_What is asked:_
Retype each of the rows below word for word, leaving out the pictures.

[BEGIN Material for this exercise]

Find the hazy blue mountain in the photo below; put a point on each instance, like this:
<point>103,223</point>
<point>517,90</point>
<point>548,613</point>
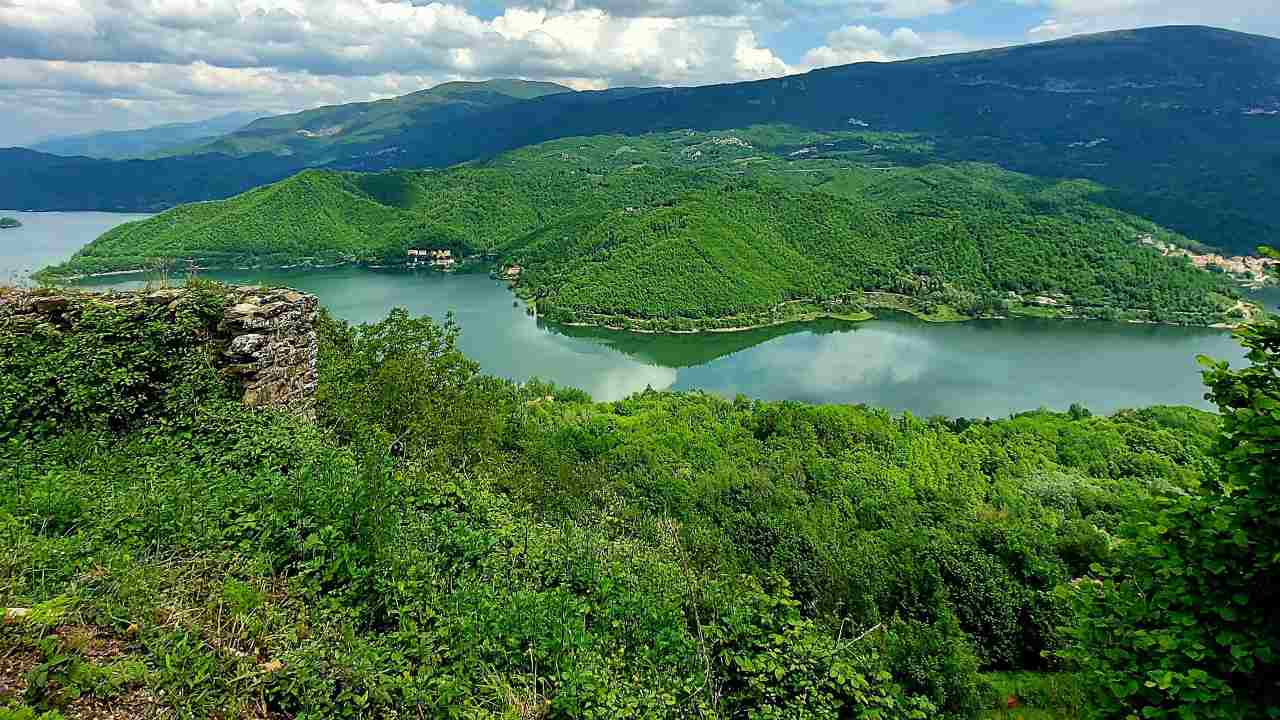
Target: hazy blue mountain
<point>117,145</point>
<point>1182,123</point>
<point>339,132</point>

[END Material for this exercise]

_Result below:_
Find the hazy blue mountain in the photo below; put a point on each instance, like this:
<point>103,223</point>
<point>517,90</point>
<point>548,613</point>
Target: hazy blue mountain
<point>117,145</point>
<point>1182,123</point>
<point>339,132</point>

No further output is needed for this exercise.